= The task =
The line holding "the man's hair" and all lines that follow it to the end of the data: return these exactly, and nothing more.

··· Exercise data ···

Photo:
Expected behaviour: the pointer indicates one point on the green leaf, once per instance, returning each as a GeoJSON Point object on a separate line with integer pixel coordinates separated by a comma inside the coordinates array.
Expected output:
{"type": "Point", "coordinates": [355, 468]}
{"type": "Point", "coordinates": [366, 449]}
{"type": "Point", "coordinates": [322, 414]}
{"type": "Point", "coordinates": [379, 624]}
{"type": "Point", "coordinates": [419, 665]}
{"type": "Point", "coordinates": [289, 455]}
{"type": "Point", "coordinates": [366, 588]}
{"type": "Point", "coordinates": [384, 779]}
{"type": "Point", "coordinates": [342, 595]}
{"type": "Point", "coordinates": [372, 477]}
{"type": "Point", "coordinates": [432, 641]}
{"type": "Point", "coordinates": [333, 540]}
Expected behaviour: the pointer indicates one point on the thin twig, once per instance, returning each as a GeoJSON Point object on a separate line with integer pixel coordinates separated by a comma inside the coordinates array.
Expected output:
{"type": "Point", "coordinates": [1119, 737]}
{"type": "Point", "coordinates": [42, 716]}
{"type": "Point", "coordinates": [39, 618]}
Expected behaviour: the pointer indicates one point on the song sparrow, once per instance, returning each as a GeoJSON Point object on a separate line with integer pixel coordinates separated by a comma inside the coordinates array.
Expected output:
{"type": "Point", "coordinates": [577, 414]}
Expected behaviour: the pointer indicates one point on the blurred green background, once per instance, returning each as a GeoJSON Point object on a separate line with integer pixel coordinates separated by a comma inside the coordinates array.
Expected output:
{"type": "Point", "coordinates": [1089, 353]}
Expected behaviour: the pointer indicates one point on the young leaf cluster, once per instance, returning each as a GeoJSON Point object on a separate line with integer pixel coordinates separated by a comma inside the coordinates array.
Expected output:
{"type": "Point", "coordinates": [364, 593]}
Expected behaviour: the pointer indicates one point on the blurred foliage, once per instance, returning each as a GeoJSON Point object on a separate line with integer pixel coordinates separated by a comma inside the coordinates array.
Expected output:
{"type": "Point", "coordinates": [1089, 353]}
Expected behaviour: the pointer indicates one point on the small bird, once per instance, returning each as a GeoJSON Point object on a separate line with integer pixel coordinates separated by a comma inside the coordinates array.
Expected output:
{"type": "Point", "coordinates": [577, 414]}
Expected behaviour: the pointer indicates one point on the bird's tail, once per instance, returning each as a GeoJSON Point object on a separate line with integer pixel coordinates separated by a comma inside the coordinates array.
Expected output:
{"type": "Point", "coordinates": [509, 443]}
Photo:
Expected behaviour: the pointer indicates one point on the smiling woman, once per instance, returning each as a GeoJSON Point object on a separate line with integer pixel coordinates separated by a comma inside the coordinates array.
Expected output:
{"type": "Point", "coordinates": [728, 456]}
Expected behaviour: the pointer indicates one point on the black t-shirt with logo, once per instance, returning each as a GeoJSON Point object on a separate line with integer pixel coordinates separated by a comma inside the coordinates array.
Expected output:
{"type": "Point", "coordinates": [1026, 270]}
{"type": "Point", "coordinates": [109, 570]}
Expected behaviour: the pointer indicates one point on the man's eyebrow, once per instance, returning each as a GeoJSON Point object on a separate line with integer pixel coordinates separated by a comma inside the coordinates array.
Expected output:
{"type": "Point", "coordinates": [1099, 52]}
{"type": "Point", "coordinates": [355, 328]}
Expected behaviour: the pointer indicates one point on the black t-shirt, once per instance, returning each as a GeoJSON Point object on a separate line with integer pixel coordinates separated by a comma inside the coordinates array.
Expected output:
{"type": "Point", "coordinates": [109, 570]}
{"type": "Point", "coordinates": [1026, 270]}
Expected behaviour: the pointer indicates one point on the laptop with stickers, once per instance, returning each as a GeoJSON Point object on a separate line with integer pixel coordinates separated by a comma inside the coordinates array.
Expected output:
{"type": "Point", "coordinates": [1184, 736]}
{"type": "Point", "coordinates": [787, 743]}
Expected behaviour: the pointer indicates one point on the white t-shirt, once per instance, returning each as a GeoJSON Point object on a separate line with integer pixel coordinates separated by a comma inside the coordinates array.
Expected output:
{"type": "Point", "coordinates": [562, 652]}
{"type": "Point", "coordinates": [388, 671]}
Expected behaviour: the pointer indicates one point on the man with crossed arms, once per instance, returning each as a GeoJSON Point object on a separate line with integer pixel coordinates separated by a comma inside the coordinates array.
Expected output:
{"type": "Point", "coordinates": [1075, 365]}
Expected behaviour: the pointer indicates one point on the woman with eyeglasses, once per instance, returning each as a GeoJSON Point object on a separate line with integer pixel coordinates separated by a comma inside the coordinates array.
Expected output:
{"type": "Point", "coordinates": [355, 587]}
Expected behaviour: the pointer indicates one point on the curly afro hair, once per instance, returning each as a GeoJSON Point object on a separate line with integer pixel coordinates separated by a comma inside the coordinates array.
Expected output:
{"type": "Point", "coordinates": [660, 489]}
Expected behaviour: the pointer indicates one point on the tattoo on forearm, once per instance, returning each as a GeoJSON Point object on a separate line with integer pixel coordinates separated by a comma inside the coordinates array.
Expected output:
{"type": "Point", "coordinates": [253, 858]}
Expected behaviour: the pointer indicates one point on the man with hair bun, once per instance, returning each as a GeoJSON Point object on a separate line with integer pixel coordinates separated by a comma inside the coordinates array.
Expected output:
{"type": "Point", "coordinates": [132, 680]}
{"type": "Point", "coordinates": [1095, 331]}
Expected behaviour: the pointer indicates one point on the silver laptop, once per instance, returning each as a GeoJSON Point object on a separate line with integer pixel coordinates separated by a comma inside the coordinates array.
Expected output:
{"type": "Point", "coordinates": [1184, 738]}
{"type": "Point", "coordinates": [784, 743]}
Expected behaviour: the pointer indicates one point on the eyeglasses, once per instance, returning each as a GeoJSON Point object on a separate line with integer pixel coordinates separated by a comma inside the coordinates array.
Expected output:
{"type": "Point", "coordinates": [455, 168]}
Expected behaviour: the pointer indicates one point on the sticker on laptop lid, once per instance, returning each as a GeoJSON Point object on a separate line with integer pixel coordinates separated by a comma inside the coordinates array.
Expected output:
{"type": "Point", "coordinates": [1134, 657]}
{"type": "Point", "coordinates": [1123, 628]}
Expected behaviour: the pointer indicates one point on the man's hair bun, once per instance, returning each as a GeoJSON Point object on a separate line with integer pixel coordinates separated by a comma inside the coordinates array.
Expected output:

···

= Worked solution =
Expected behaviour: the pointer indicates one point on the man's hair bun, once per instance, returning each as a GeoJSON Point object on a separate line with integer pixel coordinates separated by a comma inside the coordinates array.
Expected output:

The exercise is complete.